Supplied data.
--- --- ---

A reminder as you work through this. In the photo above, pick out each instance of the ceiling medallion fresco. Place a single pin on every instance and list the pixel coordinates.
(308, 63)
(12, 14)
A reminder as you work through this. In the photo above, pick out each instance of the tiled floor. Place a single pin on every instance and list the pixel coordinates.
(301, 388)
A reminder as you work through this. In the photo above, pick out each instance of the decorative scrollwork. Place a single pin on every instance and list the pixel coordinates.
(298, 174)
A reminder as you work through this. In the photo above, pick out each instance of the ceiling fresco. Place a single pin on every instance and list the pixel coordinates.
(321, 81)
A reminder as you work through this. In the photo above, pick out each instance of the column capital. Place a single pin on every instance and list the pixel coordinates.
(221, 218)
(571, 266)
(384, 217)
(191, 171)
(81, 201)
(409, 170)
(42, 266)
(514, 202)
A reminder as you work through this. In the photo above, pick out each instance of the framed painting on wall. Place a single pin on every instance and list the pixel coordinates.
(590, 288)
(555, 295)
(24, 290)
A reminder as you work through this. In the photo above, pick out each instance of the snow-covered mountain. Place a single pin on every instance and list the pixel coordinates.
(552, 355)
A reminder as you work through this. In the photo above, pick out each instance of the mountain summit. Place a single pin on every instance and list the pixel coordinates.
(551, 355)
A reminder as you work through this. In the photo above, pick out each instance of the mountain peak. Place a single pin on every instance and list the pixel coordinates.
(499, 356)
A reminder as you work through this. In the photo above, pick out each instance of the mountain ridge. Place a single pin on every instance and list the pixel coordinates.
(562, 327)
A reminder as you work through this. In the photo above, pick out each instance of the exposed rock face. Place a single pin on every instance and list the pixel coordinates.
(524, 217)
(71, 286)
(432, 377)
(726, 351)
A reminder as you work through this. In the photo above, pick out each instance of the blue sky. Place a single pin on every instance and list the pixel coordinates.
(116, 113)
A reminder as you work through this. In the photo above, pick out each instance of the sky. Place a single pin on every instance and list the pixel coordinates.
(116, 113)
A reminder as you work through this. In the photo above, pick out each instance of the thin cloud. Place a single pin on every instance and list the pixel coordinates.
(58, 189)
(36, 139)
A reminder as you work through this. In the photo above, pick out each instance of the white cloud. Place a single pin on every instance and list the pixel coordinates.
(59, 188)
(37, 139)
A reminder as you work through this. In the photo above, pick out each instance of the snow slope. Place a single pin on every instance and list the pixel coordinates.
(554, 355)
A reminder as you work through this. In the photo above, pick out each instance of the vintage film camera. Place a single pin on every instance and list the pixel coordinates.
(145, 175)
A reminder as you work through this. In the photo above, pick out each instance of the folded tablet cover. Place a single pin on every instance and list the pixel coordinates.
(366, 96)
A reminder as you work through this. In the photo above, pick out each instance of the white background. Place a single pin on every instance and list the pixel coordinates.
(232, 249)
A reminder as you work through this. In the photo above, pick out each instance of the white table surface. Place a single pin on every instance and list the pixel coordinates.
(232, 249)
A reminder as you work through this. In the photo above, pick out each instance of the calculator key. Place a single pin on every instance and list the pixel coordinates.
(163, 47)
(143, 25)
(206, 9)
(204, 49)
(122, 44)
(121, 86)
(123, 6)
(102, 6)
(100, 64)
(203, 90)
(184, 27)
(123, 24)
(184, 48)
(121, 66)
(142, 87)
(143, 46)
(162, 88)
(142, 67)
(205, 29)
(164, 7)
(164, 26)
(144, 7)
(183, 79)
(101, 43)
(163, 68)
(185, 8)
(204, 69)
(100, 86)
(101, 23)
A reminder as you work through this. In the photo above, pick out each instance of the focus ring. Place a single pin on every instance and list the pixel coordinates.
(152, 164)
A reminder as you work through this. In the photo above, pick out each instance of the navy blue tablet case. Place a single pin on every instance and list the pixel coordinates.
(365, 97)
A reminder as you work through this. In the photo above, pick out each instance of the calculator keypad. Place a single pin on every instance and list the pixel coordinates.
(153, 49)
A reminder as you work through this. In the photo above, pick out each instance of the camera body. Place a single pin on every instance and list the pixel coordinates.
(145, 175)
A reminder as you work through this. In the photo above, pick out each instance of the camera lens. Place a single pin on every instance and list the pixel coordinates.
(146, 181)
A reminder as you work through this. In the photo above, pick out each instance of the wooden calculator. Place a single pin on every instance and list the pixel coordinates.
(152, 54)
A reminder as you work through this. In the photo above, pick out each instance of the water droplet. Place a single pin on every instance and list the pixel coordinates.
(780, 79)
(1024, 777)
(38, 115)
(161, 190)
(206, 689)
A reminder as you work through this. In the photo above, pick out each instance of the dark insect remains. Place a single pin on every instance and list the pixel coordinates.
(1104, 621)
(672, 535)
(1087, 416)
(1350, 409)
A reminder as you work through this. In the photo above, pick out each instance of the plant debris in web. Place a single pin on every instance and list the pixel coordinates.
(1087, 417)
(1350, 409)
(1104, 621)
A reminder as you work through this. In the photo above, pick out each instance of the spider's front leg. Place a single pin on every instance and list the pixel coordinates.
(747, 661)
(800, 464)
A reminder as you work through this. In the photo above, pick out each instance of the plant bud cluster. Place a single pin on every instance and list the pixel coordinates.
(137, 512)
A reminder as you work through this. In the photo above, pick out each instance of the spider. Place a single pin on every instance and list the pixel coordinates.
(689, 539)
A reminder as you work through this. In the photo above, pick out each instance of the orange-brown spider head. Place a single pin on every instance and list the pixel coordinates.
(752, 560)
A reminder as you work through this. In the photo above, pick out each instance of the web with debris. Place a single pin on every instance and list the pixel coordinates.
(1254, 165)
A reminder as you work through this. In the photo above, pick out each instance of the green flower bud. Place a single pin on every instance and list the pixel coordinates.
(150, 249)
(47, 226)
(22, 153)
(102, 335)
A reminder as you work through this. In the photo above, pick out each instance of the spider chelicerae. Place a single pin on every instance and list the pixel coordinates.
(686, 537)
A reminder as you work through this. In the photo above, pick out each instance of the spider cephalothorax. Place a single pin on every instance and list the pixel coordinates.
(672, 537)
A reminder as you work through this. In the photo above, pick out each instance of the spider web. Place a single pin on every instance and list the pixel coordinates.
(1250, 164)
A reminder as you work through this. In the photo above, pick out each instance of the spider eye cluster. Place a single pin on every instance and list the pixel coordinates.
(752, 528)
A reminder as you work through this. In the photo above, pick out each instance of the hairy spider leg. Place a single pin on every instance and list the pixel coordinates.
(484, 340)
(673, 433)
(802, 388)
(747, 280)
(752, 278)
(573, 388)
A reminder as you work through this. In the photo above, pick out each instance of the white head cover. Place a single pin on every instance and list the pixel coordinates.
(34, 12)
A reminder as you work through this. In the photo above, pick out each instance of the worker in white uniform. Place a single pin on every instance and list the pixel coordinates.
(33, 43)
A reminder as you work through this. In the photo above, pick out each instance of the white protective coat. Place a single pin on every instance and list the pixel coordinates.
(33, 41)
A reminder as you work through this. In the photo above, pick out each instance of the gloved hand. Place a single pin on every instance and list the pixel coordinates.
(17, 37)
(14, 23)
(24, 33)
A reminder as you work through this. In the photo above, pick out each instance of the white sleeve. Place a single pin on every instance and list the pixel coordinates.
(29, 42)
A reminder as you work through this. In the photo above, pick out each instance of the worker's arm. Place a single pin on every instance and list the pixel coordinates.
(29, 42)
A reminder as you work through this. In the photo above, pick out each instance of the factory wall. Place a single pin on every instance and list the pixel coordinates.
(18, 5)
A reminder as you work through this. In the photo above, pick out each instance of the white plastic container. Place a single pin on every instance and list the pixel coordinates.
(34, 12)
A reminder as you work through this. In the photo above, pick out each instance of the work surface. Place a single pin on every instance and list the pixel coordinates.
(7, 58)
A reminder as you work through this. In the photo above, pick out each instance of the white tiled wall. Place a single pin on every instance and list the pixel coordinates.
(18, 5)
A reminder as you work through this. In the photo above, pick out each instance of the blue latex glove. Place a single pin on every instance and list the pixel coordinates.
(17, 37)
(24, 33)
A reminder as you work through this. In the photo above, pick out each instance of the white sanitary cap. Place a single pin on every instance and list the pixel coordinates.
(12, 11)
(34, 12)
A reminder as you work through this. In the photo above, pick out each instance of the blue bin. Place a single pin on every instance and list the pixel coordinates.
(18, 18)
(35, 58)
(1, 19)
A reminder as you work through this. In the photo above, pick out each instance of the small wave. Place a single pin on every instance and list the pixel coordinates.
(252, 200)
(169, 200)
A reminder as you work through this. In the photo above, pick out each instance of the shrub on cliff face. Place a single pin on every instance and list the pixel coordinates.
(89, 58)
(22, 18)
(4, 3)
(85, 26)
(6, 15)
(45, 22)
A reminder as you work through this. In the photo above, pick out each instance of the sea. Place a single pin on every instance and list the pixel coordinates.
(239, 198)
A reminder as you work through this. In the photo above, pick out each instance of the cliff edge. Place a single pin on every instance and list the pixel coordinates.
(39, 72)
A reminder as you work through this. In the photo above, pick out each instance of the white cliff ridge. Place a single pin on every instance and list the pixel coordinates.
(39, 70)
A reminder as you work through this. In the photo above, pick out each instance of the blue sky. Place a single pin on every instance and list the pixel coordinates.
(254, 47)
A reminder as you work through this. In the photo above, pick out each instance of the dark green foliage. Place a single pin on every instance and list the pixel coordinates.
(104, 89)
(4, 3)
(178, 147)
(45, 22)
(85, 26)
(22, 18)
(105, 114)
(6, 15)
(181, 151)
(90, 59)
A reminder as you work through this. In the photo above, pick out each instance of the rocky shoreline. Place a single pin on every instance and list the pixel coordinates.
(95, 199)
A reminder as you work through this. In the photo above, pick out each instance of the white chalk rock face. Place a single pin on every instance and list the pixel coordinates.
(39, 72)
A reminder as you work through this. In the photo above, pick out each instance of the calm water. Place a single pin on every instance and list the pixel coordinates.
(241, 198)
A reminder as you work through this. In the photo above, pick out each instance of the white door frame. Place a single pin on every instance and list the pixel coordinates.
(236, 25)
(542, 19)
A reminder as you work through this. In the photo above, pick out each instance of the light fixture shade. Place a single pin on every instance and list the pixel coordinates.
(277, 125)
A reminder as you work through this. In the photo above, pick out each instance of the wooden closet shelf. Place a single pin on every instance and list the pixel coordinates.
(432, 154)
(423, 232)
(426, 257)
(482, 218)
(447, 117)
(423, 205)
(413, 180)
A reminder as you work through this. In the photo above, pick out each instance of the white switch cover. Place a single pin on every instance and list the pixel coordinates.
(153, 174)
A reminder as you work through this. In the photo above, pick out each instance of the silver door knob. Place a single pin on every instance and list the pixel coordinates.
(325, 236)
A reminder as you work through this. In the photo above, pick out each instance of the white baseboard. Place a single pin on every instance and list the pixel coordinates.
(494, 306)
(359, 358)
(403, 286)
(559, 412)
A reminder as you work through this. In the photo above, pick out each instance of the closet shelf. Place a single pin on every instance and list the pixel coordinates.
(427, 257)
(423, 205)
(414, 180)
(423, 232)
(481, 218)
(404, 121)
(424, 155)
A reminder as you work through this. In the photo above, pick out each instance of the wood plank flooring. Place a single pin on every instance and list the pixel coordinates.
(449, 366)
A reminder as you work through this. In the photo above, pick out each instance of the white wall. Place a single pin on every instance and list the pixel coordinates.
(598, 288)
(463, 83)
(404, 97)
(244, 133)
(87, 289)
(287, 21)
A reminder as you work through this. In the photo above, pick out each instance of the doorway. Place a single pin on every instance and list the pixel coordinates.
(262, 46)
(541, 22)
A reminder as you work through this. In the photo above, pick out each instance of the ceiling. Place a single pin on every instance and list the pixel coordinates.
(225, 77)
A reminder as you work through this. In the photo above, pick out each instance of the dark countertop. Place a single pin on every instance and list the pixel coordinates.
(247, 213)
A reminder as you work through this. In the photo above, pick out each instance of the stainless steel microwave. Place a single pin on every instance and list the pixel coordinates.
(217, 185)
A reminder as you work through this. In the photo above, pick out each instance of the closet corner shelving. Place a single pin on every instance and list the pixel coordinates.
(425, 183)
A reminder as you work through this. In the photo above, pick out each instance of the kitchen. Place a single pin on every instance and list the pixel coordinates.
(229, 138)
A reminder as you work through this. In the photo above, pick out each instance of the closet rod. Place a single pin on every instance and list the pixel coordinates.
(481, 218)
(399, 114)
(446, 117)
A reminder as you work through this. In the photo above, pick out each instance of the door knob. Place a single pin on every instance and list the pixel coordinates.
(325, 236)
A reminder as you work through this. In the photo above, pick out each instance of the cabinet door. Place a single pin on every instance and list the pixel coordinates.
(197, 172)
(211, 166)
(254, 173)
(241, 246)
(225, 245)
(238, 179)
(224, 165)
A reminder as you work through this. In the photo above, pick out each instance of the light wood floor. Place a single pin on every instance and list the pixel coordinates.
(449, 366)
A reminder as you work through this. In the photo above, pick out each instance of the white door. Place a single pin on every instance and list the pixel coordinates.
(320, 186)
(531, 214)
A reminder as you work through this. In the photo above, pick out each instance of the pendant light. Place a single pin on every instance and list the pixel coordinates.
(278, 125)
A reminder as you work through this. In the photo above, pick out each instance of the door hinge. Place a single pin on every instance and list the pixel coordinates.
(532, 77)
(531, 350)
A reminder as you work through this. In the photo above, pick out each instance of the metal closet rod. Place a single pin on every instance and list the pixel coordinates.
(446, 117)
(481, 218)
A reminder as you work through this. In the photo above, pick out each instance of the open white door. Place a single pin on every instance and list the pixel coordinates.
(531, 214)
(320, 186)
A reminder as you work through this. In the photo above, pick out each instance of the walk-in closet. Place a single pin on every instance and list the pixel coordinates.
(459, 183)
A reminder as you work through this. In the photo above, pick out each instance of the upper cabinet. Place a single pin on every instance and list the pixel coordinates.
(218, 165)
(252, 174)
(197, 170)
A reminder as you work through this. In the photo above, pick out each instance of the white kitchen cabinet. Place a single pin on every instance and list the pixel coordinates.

--- --- ---

Task to complete.
Arrange the lines of the records above as a JSON list of strings, one string per line and blank lines omitted, from the line with "the spider cephalothorax." up to and including the line with "(1250, 164)".

The reply.
[
  "A reminder as you work through this. In the photo above, pick out each instance of the spider cephalothorax. Place a single pin on every instance and list the pixel coordinates.",
  "(672, 537)",
  "A reminder as you work through this. In the photo above, pick out each instance of the spider web. Place a single pin on every instance and list the pixel coordinates.",
  "(1250, 164)"
]